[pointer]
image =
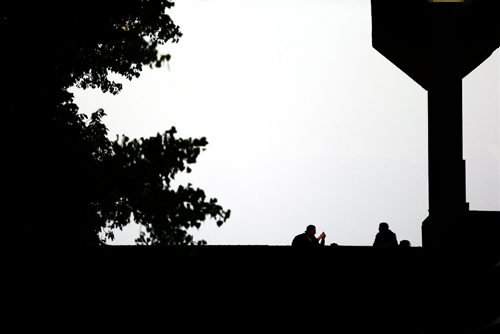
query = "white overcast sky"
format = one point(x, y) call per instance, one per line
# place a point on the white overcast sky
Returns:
point(306, 122)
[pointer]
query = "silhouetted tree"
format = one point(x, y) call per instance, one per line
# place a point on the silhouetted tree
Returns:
point(68, 181)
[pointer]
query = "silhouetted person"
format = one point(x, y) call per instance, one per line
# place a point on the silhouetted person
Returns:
point(404, 244)
point(385, 237)
point(308, 238)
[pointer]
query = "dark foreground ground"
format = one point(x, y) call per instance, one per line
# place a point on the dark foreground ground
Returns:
point(334, 289)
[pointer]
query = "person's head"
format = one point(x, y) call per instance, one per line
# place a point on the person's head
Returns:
point(404, 243)
point(311, 230)
point(383, 226)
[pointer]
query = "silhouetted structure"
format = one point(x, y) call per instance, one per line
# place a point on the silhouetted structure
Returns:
point(405, 243)
point(437, 43)
point(308, 238)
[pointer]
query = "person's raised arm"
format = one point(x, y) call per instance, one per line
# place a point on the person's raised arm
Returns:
point(321, 238)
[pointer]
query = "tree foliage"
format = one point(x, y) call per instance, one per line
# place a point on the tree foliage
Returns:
point(69, 181)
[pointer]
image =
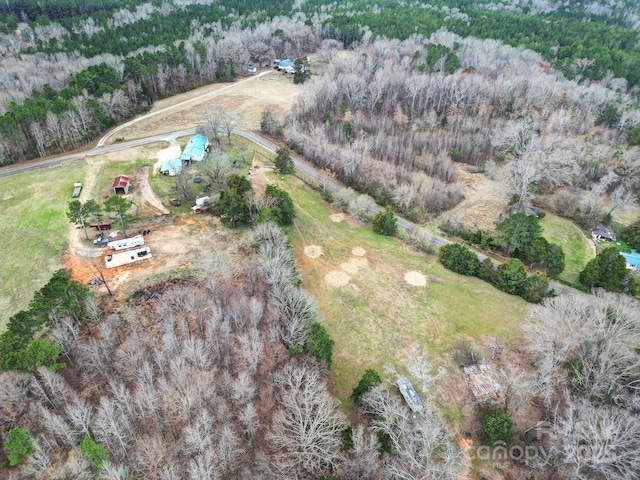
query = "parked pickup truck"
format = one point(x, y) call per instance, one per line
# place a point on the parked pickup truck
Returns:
point(77, 188)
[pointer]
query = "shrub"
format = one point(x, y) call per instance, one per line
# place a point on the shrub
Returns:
point(282, 211)
point(94, 453)
point(296, 350)
point(368, 380)
point(384, 223)
point(320, 344)
point(497, 427)
point(535, 288)
point(607, 270)
point(284, 162)
point(510, 276)
point(38, 353)
point(459, 259)
point(19, 446)
point(554, 263)
point(486, 271)
point(631, 235)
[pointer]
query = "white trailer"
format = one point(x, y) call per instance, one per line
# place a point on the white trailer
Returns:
point(125, 243)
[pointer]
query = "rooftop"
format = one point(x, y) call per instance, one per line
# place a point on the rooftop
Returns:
point(120, 181)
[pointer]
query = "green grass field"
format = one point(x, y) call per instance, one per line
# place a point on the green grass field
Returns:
point(577, 247)
point(378, 315)
point(34, 230)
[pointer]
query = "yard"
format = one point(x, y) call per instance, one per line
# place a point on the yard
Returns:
point(34, 230)
point(377, 296)
point(578, 249)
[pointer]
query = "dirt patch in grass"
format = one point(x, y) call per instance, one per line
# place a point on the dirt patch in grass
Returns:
point(336, 278)
point(247, 98)
point(313, 251)
point(415, 279)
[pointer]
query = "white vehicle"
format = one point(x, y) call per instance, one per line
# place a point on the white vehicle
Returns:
point(410, 395)
point(125, 243)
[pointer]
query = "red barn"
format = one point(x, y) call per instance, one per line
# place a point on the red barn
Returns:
point(121, 184)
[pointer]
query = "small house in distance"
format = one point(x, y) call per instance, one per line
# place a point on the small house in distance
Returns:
point(195, 150)
point(603, 233)
point(121, 184)
point(410, 395)
point(171, 167)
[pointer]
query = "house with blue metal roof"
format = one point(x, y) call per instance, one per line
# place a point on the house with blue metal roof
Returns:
point(171, 167)
point(286, 64)
point(196, 149)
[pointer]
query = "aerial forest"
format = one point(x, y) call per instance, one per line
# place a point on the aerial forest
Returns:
point(223, 369)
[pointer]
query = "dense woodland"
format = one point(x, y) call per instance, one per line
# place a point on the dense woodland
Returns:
point(393, 118)
point(219, 376)
point(149, 50)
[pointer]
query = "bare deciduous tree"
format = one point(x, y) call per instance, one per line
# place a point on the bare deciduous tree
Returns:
point(305, 432)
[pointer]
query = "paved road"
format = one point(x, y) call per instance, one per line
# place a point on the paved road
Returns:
point(301, 165)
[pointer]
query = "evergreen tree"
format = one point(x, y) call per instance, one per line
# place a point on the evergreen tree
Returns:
point(607, 270)
point(119, 206)
point(385, 222)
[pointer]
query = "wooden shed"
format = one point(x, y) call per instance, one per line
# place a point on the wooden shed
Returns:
point(121, 184)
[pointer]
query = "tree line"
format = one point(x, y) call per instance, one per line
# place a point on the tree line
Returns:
point(220, 373)
point(390, 121)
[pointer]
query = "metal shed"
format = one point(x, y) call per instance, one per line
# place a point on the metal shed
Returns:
point(121, 184)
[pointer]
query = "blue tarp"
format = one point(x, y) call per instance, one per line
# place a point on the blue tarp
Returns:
point(632, 258)
point(194, 150)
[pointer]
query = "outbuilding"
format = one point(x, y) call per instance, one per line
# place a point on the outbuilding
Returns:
point(171, 167)
point(121, 184)
point(195, 149)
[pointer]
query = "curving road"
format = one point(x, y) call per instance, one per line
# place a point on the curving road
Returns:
point(102, 148)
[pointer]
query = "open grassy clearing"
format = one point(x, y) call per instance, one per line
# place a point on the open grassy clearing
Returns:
point(246, 97)
point(376, 315)
point(34, 230)
point(578, 249)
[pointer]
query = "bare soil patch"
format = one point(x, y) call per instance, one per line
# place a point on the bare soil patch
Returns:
point(484, 200)
point(144, 196)
point(313, 251)
point(177, 243)
point(336, 278)
point(416, 279)
point(247, 98)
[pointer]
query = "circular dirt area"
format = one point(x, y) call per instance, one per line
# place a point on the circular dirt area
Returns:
point(336, 278)
point(415, 278)
point(354, 265)
point(313, 251)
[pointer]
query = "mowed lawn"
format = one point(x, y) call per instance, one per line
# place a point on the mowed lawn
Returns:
point(377, 315)
point(34, 230)
point(578, 249)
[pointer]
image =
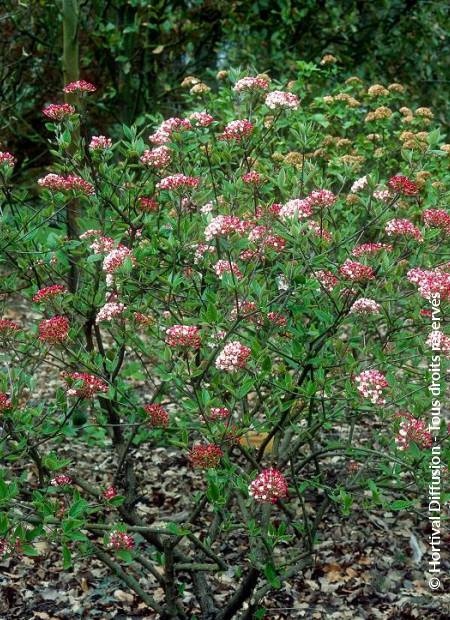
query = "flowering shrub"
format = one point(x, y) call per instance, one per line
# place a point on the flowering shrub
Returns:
point(148, 336)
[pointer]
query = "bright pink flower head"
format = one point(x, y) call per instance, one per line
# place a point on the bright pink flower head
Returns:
point(252, 178)
point(269, 487)
point(205, 456)
point(277, 319)
point(202, 119)
point(110, 493)
point(321, 198)
point(233, 357)
point(84, 385)
point(6, 159)
point(58, 112)
point(371, 384)
point(8, 327)
point(53, 181)
point(412, 430)
point(148, 204)
point(437, 218)
point(54, 330)
point(183, 336)
point(403, 228)
point(100, 143)
point(80, 86)
point(365, 306)
point(356, 272)
point(60, 480)
point(218, 413)
point(120, 541)
point(49, 292)
point(5, 403)
point(237, 130)
point(158, 416)
point(278, 99)
point(159, 157)
point(177, 181)
point(402, 185)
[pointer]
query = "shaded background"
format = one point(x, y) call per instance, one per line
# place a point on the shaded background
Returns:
point(139, 51)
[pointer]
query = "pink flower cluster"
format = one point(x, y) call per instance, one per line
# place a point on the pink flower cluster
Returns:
point(158, 415)
point(202, 119)
point(148, 204)
point(100, 143)
point(412, 430)
point(278, 99)
point(177, 181)
point(54, 330)
point(365, 306)
point(371, 384)
point(7, 327)
point(218, 413)
point(233, 357)
point(371, 248)
point(6, 159)
point(183, 336)
point(430, 282)
point(237, 130)
point(205, 456)
point(321, 198)
point(356, 272)
point(223, 266)
point(120, 540)
point(110, 311)
point(159, 157)
point(277, 319)
point(252, 178)
point(58, 112)
point(110, 493)
point(60, 480)
point(70, 183)
point(5, 403)
point(359, 184)
point(403, 227)
point(49, 292)
point(80, 86)
point(84, 385)
point(437, 218)
point(438, 341)
point(164, 132)
point(269, 487)
point(402, 185)
point(250, 83)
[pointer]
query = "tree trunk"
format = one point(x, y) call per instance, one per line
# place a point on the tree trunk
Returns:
point(71, 72)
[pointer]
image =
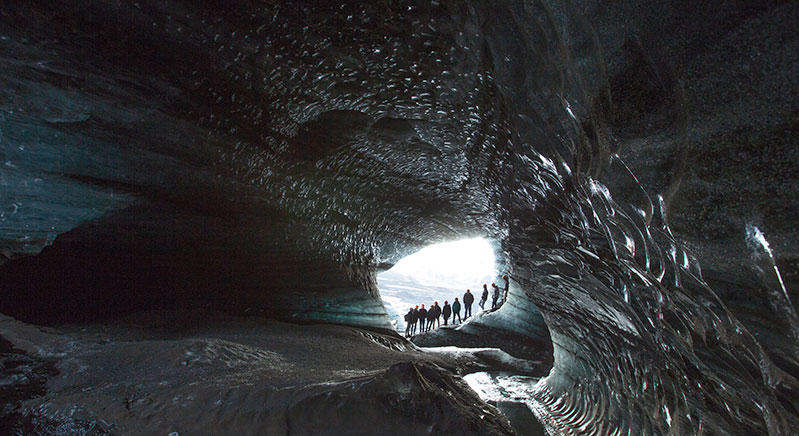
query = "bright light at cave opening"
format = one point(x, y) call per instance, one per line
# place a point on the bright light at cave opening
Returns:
point(436, 273)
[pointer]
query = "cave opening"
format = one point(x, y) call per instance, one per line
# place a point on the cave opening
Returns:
point(439, 272)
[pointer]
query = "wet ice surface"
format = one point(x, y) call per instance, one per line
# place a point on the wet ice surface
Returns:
point(643, 345)
point(161, 373)
point(514, 396)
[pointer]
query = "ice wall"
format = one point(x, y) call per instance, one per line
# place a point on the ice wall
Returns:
point(270, 158)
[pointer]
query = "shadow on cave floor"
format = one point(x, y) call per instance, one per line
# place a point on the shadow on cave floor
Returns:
point(165, 371)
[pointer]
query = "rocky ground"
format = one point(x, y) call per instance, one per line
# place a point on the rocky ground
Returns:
point(200, 373)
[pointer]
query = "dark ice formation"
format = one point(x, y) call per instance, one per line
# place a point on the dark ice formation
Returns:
point(269, 158)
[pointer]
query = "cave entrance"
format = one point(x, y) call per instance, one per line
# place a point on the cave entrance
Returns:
point(436, 273)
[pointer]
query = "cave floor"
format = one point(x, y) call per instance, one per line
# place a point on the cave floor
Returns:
point(183, 371)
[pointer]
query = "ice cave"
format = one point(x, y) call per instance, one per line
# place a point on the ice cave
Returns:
point(197, 197)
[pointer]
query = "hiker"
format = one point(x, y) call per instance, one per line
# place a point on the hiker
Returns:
point(507, 285)
point(408, 322)
point(456, 310)
point(468, 299)
point(431, 317)
point(414, 318)
point(495, 297)
point(484, 297)
point(447, 311)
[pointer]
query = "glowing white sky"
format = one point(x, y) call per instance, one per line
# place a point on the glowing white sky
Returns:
point(458, 264)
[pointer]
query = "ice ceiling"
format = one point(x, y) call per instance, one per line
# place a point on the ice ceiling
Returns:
point(270, 157)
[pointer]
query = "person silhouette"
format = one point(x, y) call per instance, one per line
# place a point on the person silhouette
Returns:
point(456, 311)
point(422, 319)
point(468, 299)
point(408, 322)
point(484, 297)
point(507, 286)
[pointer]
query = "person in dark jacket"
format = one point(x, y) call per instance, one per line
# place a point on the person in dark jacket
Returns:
point(495, 297)
point(456, 310)
point(408, 323)
point(422, 319)
point(446, 311)
point(468, 299)
point(507, 286)
point(484, 297)
point(431, 317)
point(415, 318)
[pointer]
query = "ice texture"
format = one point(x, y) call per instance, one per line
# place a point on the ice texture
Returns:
point(270, 158)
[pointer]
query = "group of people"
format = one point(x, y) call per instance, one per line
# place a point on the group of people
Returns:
point(429, 318)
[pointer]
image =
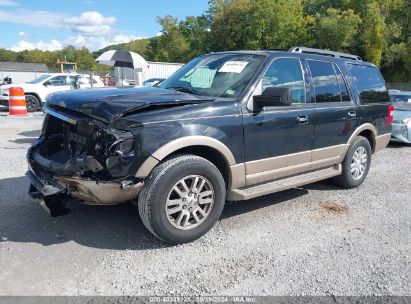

> _Your goal_:
Could you scale the data from its start through the line holding "point(77, 188)", both ends included, writing out every line again, not only the answers, with each coordinate in the answers multiplied by 2.15 and rounded to a whole number, halves up? Leave the pictures out.

> _Full output_:
[pointer]
image =
query = "white overcast sky"
format = one point(x, y) call per instance, one per line
# place a point on the white overcast sky
Returns:
point(658, 262)
[pointer]
query = "silhouetted tree"
format = one point(x, y) call per instance, one per line
# place a point on the silhouetted tree
Returns:
point(146, 389)
[pointer]
query = "silhouetted person"
format = one point(x, y) call per instance, one per line
# place a point on the silhouetted person
Returns:
point(869, 525)
point(828, 510)
point(662, 512)
[pointer]
query = "dark foreground ground"
format = one point(x, y) call per instance, one per line
# place a point on the dark foreground ground
Returns:
point(718, 621)
[pointer]
query = "person's head"
format = one point(x, y) call per instance, one per line
# place a point on the person's head
Returns:
point(869, 522)
point(669, 495)
point(823, 486)
[pointer]
query = "silhouetted structure"
format = one point(x, y) call per instance, one per line
# place a point on the silhouetted structure
Returns:
point(871, 522)
point(940, 92)
point(662, 512)
[pointer]
query = "person's raised arm"
format = one point(x, y) call per instance, one per line
# place a point on the person's raised arm
Returns:
point(690, 512)
[pointer]
query = "tree foliage"
format = one point(x, y) call per instance, one per line
# place a point on the tree foliage
Returns:
point(148, 389)
[pointer]
image =
query = "parked pickup truck"
format = one point(x, y) call per instance, one per line
# place a point on the parked pickup truck
Returns:
point(166, 404)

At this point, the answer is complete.